**EXCERPTED DATA**
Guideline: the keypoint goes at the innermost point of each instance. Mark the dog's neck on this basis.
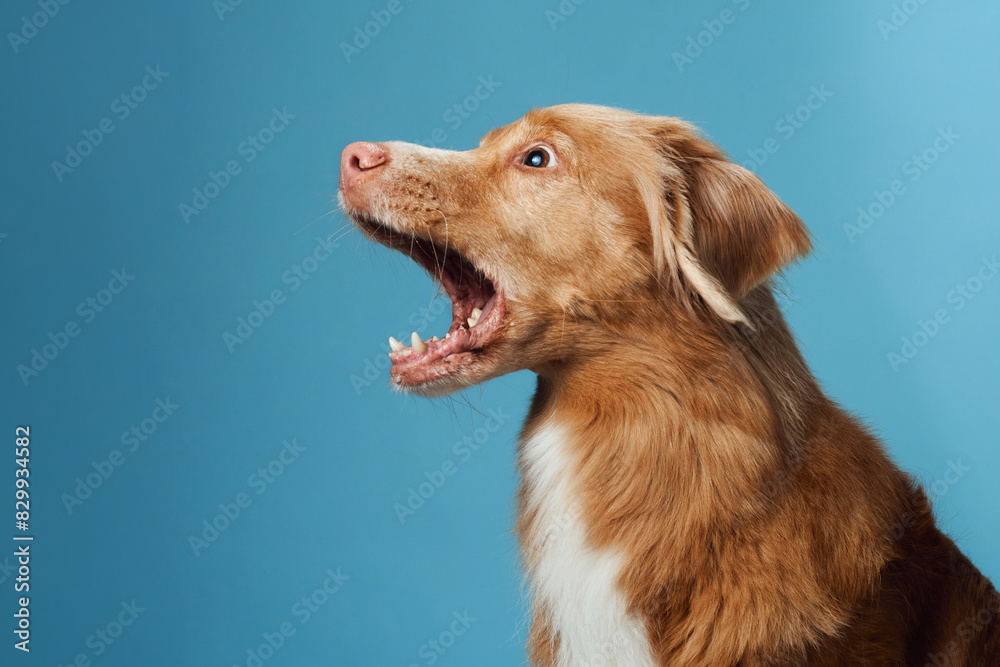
(655, 451)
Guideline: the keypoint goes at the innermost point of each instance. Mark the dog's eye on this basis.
(540, 156)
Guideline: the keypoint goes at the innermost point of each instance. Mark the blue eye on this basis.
(539, 157)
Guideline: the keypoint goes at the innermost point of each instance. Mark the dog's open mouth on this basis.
(477, 312)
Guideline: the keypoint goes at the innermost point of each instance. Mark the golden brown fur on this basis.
(760, 524)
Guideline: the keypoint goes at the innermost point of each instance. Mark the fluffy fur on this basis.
(689, 496)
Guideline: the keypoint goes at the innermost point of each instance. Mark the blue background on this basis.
(313, 371)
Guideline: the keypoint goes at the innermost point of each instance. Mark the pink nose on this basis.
(358, 160)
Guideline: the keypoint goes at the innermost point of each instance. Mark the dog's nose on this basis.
(359, 159)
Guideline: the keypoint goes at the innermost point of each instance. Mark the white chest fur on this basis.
(577, 583)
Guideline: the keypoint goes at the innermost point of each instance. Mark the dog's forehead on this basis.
(571, 120)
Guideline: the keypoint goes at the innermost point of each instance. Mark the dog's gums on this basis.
(478, 309)
(688, 495)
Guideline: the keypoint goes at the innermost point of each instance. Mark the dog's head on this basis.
(562, 228)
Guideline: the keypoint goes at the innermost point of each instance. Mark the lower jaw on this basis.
(442, 377)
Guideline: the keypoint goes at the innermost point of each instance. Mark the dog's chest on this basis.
(577, 585)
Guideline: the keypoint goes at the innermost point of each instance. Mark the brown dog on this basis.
(689, 496)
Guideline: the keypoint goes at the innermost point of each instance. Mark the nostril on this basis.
(359, 158)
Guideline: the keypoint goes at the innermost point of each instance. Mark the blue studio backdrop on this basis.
(219, 474)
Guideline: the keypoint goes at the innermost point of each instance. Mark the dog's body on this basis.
(689, 496)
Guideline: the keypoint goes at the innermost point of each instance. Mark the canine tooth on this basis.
(418, 345)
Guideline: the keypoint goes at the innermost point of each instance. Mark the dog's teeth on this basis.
(418, 345)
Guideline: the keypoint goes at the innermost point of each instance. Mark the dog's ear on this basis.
(729, 232)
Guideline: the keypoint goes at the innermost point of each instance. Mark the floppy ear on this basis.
(743, 233)
(729, 232)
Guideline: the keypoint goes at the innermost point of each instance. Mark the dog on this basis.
(688, 494)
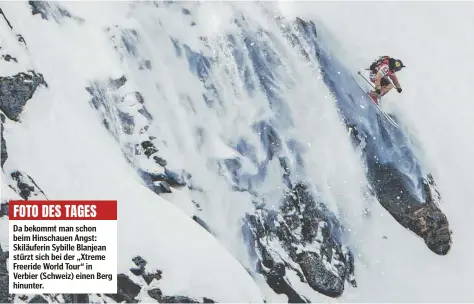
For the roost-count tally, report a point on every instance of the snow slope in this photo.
(211, 99)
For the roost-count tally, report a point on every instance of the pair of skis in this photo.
(390, 119)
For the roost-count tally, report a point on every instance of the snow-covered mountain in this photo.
(247, 162)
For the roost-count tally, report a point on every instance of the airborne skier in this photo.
(380, 70)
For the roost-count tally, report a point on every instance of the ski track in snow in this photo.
(71, 155)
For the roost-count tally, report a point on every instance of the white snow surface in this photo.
(62, 144)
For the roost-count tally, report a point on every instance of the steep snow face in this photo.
(63, 145)
(205, 112)
(436, 109)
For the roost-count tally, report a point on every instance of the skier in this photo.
(380, 70)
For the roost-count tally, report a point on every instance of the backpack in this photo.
(381, 59)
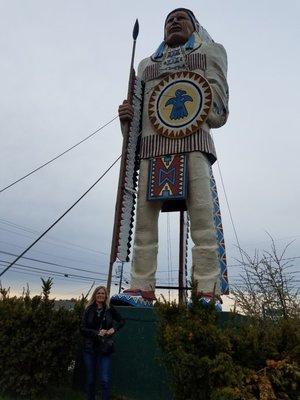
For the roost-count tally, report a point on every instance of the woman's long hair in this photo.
(93, 297)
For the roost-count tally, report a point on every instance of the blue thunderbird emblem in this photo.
(179, 109)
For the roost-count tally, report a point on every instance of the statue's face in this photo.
(178, 28)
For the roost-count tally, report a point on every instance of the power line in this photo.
(56, 157)
(52, 263)
(54, 272)
(47, 254)
(61, 217)
(73, 279)
(26, 229)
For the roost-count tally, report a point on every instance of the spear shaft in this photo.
(121, 184)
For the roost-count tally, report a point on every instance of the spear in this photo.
(121, 184)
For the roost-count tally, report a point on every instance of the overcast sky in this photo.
(63, 73)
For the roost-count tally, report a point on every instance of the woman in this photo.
(100, 322)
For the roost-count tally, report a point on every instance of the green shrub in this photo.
(37, 342)
(244, 360)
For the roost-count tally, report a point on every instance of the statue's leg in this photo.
(144, 261)
(203, 232)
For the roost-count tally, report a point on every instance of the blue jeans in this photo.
(97, 366)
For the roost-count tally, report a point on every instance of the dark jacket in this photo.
(94, 320)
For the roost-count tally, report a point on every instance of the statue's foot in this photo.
(206, 298)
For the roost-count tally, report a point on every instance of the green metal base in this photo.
(137, 373)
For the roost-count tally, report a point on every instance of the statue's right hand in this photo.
(125, 112)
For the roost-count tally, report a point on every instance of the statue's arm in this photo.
(216, 74)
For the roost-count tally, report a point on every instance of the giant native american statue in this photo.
(178, 95)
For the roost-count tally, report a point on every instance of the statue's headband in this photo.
(204, 35)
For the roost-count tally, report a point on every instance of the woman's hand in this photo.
(110, 332)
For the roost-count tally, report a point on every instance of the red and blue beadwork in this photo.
(167, 178)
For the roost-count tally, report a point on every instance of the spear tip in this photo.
(135, 30)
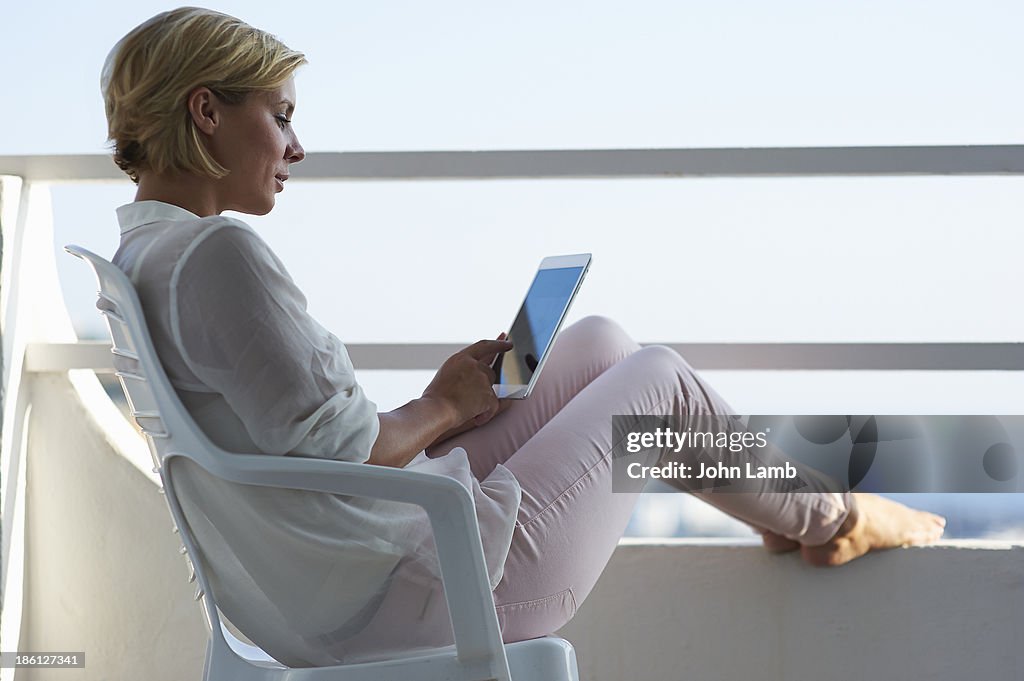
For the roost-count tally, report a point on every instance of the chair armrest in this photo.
(446, 502)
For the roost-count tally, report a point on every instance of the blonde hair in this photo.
(151, 72)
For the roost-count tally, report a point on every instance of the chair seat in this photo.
(545, 658)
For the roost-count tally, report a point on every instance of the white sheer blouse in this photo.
(297, 572)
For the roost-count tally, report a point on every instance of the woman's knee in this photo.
(597, 334)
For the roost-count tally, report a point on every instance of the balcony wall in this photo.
(103, 576)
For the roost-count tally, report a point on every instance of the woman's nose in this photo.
(295, 152)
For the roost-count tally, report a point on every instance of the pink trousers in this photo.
(558, 444)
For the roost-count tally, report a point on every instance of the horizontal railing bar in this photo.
(750, 356)
(540, 164)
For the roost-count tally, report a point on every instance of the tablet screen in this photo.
(537, 323)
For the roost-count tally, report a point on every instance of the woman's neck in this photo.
(194, 194)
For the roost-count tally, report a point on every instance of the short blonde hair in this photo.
(151, 72)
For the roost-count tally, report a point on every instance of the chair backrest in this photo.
(172, 434)
(155, 406)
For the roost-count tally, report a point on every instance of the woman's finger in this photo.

**TASK DETAILS**
Transcribe every entry exactly, omitting pictures.

**TASK RESULT**
Guideline: the keypoint goes at the innermost point of each instance. Mark the dog's neck on this basis.
(655, 451)
Guideline: the keypoint goes at the innermost point of each instance. Mark the dog's eye on this basis.
(540, 156)
Guideline: the keypoint goes at the innermost point of each instance. Mark the blue eye on this basis.
(539, 157)
Guideline: the keypoint goes at the innermost point of each instance. Mark the dog's open mouth on this basis.
(477, 312)
Guideline: the keypoint goes at the innermost point of each instance. Mark the golden brown fur on this basis.
(760, 524)
Guideline: the keypoint goes at the innermost point of each instance. Mark the fluffy fur on this basis.
(689, 496)
Guideline: the keypoint goes at the innermost point of each instance. Mark the blue background on this basis.
(313, 371)
Guideline: the keypoint goes at the innermost point of each instance. Mark the pink nose on this basis.
(358, 160)
Guideline: the keypoint goes at the innermost point of each instance. Mark the dog's nose on this basis.
(359, 159)
Guideline: the keypoint goes at the innermost point of each instance. Mark the white chest fur on this basis.
(577, 583)
Guideline: the keypoint goes at the innermost point of each instance. Mark the dog's forehead on this basis.
(571, 120)
Guideline: the keypoint goes at the innermost point of each instance. Mark the dog's gums on this basis.
(478, 309)
(688, 495)
Guideline: the keypoint goes at the innermost point of each instance. Mark the dog's head on this basis.
(562, 228)
Guideline: the keypoint goes at the innermost point of each instance. Mark the lower jaw on this basis.
(442, 377)
Guideline: the keypoint goes at the innermost point of each instance. Mark the dog's chest on this basis.
(577, 585)
Guideline: the keypoint goes at the innermost point of each instance. Mark the brown dog on this basis.
(689, 496)
Guideline: the keypoint goes at the innermost point of each instance. Mark the nostril on this basis.
(359, 158)
Guideline: the keypoint goes at the innermost point of each instance. Mark the blue studio backdrop on this basis.
(219, 474)
Guideline: the keypoint goes at the innermost point of each instance. Mark the dog's body on this basis.
(689, 496)
Guideline: the keypoint goes at the innermost point of each instance. Mark the canine tooth on this basis.
(418, 345)
Guideline: the keypoint goes at the innermost point of each instance. Mark the dog's teeth on this basis.
(418, 345)
Guideline: the keypoint goes at the innermost point of each instance. Mark the dog's ear on this basis.
(729, 232)
Guideline: the keypoint goes at the innermost point of each instance. Mark the floppy ear on this basis.
(743, 233)
(729, 232)
Guideline: the keypoint goes at the innermost point of each instance. Mark the dog on this basis.
(688, 494)
For the roost-count tally, report a point on every instance of the snow slope in this photo.
(211, 99)
For the roost-count tally, report a point on every instance of the pair of skis in this photo.
(390, 119)
For the roost-count tally, report a point on every instance of the snow-covered mountain in this photo.
(247, 162)
For the roost-count tally, report a point on every instance of the airborne skier in this photo.
(380, 70)
For the roost-count tally, report a point on every instance of the ski track in snow in this photo.
(71, 155)
For the roost-count tally, report a point on every instance of the white snow surface in this photo.
(62, 144)
For the roost-count tally, report a point on every instance of the steep snow face in this photo.
(63, 145)
(205, 112)
(436, 109)
For the roost-count tally, report a point on every instance of the skier in this photo.
(380, 70)
For the roost-count tally, report a point on every instance of the backpack in this photo.
(381, 59)
For the roost-count tally, report a point on every instance of the woman's long hair in this photo.
(93, 297)
For the roost-count tally, report a point on every instance of the blue thunderbird emblem in this photo.
(179, 109)
For the roost-count tally, report a point on every instance of the statue's face in this photo.
(178, 28)
For the roost-count tally, report a point on every instance of the power line in this photo.
(56, 157)
(52, 263)
(54, 272)
(47, 254)
(61, 217)
(73, 279)
(26, 229)
For the roost-count tally, report a point on every instance of the spear shaft in this photo.
(121, 184)
For the roost-count tally, report a point on every instance of the spear in this photo.
(121, 184)
For the roost-count tally, report a point on every instance of the overcast sky in this photo.
(63, 73)
For the roost-count tally, report a point on every instance of the woman in this photo.
(100, 322)
For the roost-count tally, report a point on every instance of the green shrub in this photo.
(37, 342)
(244, 360)
For the roost-count tally, report a point on every instance of the statue's leg in this photo.
(144, 261)
(203, 232)
For the roost-count tally, report a point on every instance of the blue jeans in this photo.
(97, 366)
For the roost-count tally, report a point on every instance of the dark jacket in this photo.
(94, 320)
For the roost-count tally, report a point on every instance of the statue's foot in this photo.
(206, 298)
For the roost-count tally, report a point on every instance of the green metal base in this photo.
(137, 373)
For the roost-count tally, report a point on every instance of the statue's right hand in this photo.
(125, 112)
For the roost-count tally, report a point on every instance of the statue's arm in this photo.
(216, 74)
For the roost-count tally, report a point on every instance of the giant native american statue in this photo.
(178, 95)
For the roost-count tally, report a point on every instance of the statue's headband in this photo.
(204, 35)
For the roost-count tally, report a point on every instance of the woman's hand in this photo.
(110, 332)
For the roost-count tally, report a point on every instance of the red and blue beadwork in this photo.
(167, 178)
For the roost-count tally, report a point on every instance of the spear tip in this photo.
(135, 30)
For the roost-count tally, report a point on every instance of the chair armrest in this photo.
(446, 502)
For the roost-count tally, report a point on every instance of the blonde hair in this photo.
(151, 72)
For the roost-count tally, report a point on every instance of the chair seat in this photo.
(545, 658)
For the roost-count tally, report a point on every instance of the white sheer blouse in this photo.
(297, 572)
For the roost-count tally, report a point on every instance of the woman's knee in this photo.
(597, 334)
For the roost-count tally, report a point on every instance of the balcony wall in this photo.
(103, 576)
For the roost-count tally, report a point on every instance of the woman's nose in this photo.
(295, 152)
For the roost-count tally, report a point on every instance of the pink trousers in this photo.
(558, 444)
For the roost-count tally, report a point on every instance of the horizontal railing bar in this photo.
(750, 356)
(540, 164)
For the roost-count tally, report a point on every instance of the tablet screen in this photo.
(537, 323)
For the roost-count tally, report a point on every instance of the woman's neck in this photo.
(194, 194)
For the roost-count tally, report a point on every instance of the short blonde hair in this photo.
(151, 72)
For the roost-count tally, report a point on every instance of the chair backrest in this photo.
(172, 434)
(155, 406)
For the roost-count tally, report a point on every instance of the woman's finger in this photo.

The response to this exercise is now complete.